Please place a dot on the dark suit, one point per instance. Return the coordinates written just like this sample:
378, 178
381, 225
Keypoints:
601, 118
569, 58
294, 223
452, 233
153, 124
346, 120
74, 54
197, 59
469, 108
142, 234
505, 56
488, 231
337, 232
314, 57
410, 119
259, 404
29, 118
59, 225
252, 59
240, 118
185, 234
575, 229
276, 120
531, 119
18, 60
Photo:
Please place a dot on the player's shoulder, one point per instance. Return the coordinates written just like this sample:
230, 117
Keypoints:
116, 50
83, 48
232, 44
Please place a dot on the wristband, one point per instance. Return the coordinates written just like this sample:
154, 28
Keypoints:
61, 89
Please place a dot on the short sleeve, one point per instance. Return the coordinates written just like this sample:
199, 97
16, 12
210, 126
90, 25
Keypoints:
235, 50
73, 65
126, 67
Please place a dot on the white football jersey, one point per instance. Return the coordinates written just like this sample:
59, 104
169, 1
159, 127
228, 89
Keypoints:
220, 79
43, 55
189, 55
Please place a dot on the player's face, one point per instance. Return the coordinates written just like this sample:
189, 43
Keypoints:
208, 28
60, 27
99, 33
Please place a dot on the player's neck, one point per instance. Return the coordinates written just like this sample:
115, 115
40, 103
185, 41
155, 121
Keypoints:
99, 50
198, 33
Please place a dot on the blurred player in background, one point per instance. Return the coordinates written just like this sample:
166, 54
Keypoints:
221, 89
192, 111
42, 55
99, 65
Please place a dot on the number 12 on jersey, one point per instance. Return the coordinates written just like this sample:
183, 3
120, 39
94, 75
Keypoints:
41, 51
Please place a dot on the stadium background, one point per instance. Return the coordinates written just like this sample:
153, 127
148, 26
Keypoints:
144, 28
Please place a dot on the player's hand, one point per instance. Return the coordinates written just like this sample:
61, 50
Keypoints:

○ ○ ○ ○ ○ ○ ○

* Stated goal *
Rewrite all the data above, swapping "Keypoints" for "Points" and changing nothing else.

* Task output *
Please place a dot on the dark suit, one point per instance. Return the coordinates written just like this sample:
378, 178
381, 225
Points:
601, 118
569, 58
294, 223
452, 233
153, 124
346, 120
74, 54
197, 59
469, 108
142, 234
505, 56
488, 231
337, 232
314, 57
410, 119
259, 404
29, 118
59, 225
252, 59
240, 118
185, 234
575, 229
276, 120
531, 119
18, 60
Photo:
Please place a dot on the player's shoulder, one point per instance. Return the coordinates written just like this sample:
230, 117
Points:
116, 50
83, 48
232, 44
Please place a dot on the wristband, one point per instance. Return the coordinates written just like this sample:
154, 28
Points:
61, 89
Please place a dot on the short sleeve, one point per instance. Return the coordinates written just like this sample:
199, 97
16, 12
210, 126
90, 25
Points:
235, 50
73, 65
126, 67
Please place a dot on the white football jersey, one point per instance. Return the coordinates written just like this sample:
59, 104
169, 1
159, 127
228, 89
Points:
220, 79
43, 55
189, 55
Please place a dot on the player's face, one point per instance. Return the coordinates written just like this sample:
189, 43
Points:
208, 28
60, 27
99, 33
Please place a dot on the player's neck, one point per instance. Return the coordinates written just like this sample:
115, 115
40, 103
185, 41
155, 121
Points:
99, 50
198, 33
Please place a dot on the blurred player in background, one point per instance. Return the coordinates written just like this sample:
166, 54
Points:
221, 89
192, 111
42, 55
99, 65
Please place a dot on the number 12 on jersey, one point per instance. Return the coordinates written just like this sample:
183, 3
120, 39
94, 75
Points:
41, 51
Please place a dot on the stadium background, one point per instance. Return the coordinates written just like this sample:
153, 127
148, 26
Points:
144, 28
Please place a dot on the player's hand, one point per instance. Return the coordinates written just like this sample:
61, 50
Points:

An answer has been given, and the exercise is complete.